[START OF RECORDED INFORMATION]

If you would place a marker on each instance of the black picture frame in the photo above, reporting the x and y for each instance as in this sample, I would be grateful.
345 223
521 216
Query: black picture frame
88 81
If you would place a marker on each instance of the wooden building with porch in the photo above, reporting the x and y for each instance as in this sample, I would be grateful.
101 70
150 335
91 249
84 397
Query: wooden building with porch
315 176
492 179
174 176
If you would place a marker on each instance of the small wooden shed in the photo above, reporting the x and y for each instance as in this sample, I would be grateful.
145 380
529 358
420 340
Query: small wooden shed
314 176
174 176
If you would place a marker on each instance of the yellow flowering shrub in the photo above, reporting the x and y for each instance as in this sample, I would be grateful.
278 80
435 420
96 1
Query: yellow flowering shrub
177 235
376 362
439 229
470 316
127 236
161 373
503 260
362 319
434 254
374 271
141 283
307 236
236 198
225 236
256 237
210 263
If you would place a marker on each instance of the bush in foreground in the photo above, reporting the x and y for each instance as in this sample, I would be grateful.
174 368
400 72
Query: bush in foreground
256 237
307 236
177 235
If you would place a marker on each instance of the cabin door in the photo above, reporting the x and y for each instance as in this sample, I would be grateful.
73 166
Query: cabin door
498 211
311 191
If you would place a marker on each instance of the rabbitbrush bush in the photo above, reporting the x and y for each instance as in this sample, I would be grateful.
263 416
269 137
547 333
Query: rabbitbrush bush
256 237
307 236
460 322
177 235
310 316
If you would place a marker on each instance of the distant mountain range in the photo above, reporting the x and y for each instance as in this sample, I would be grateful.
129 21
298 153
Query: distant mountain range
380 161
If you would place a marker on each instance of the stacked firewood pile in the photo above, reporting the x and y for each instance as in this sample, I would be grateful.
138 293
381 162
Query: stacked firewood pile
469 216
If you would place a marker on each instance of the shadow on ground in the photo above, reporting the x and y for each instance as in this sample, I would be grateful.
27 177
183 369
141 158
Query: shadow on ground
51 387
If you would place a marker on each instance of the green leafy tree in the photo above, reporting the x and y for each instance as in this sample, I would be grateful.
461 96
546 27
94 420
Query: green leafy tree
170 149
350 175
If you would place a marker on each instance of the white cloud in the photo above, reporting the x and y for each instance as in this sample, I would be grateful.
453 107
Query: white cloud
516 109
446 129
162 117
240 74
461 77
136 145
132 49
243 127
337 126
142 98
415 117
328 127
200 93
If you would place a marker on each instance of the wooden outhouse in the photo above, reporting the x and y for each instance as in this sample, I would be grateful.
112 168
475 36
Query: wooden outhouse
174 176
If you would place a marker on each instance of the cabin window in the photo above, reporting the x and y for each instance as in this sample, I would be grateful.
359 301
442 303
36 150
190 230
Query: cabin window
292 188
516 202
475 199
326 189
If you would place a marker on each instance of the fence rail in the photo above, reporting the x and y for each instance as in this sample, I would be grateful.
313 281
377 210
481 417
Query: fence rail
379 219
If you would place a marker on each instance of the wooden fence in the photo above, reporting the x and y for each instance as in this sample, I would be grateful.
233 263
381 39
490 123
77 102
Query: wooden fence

[END OF RECORDED INFORMATION]

WHAT NEEDS TO BE DONE ▸ Print each of the rows above again, word for word and in their original order.

OUTPUT BELOW ▸
If you would place a marker on each instance of the black picture frame in the photo above, reporting the x and y for each instance as in this sample, I would be grateful.
345 223
521 216
Query: black picture frame
88 81
If you would place a marker on each instance of the wooden building with porch in the photo above, reporting the x and y for each instance as in this sample, I would be grateful.
101 70
150 335
91 249
84 397
Query: wooden building with porch
315 176
492 179
174 176
If you would place a marker on each instance of the small wooden shed in the photo above, reporting the x and y for each instance as in this sample, I would be grateful.
145 380
529 358
420 340
Query: small wooden shed
314 176
174 176
If you would place a marker on each instance of the yellow flowering shrub in the photo above, reporting the x and y for each instance as in this sample, I would be grateful.
278 80
435 420
96 1
Query: yellow flowering shrub
177 235
376 362
439 229
470 316
127 236
161 373
503 260
362 319
434 254
374 271
141 283
307 236
236 198
225 236
256 237
210 263
If you would place a marker on each instance of the bush in foreground in the photo above, reporting the x and y for each instance as in this sample, I would be grateful.
174 368
400 72
Query: bush in foreground
256 237
307 236
177 235
If you would place a marker on each instance of the cabin door in the photo above, reporting the x and y for each instance as in this sample, I would be grateful.
73 166
Query: cabin door
498 211
311 191
If you would place a marker on each instance of the rabbitbrush bush in the photo above, reporting the x and y for each instance as in this sample, I would be grateful.
263 416
269 137
547 333
Query: rabbitbrush bush
256 237
307 236
460 322
177 235
310 316
If you would place a marker on each instance of the distant mountain range in the photo above, reporting the x and y for each instance as in this sample, I would be grateful.
129 21
298 153
Query: distant mountain range
380 161
If you would place a marker on each instance of the stacked firewood pile in the photo above, reporting the x and y for each instance as in this sample, I would be grateful.
138 293
381 162
Query: stacked firewood pile
469 216
If you would place a marker on each instance of the shadow on ground in the photo above, reporting the x and y for each instance as in this sample, I would be grateful.
27 177
183 369
141 158
Query: shadow on ground
51 387
If you would place a marker on each instance of the green leafy tree in the photo above, reporting the x and y for each instance as in this sample, I would be grateful.
461 96
546 27
94 420
Query: green leafy tree
170 149
350 175
If you would place a marker on each instance of the white cloud in the photo above, reporting the x and y for each instance as in this sample, I would be grateful.
453 107
Query: white cloud
516 109
446 129
162 117
240 74
461 77
136 145
132 49
243 127
337 126
142 98
415 117
328 127
200 93
If you would place a marker on each instance of the wooden outhouse in the photo above, reporting the x and y for each instance as in this sample, I would be grateful.
112 168
475 36
Query: wooden outhouse
174 176
If you would place a marker on each instance of the cabin window in the photo above, reporting the x and y for each instance as in this sample, I would be grateful.
359 301
442 303
36 150
190 230
Query: cabin window
292 188
516 202
475 199
326 189
If you would place a marker on each instance of the fence rail in the photo above, reporting the x and y for each instance as in this sample, I would be grateful.
313 281
377 210
481 417
Query: fence rail
379 219
If you would place a marker on each instance of the wooden fence in the photo above, reporting the x and y for each instance as in this sample, I would be grateful.
233 263
381 39
490 123
77 102
Query: wooden fence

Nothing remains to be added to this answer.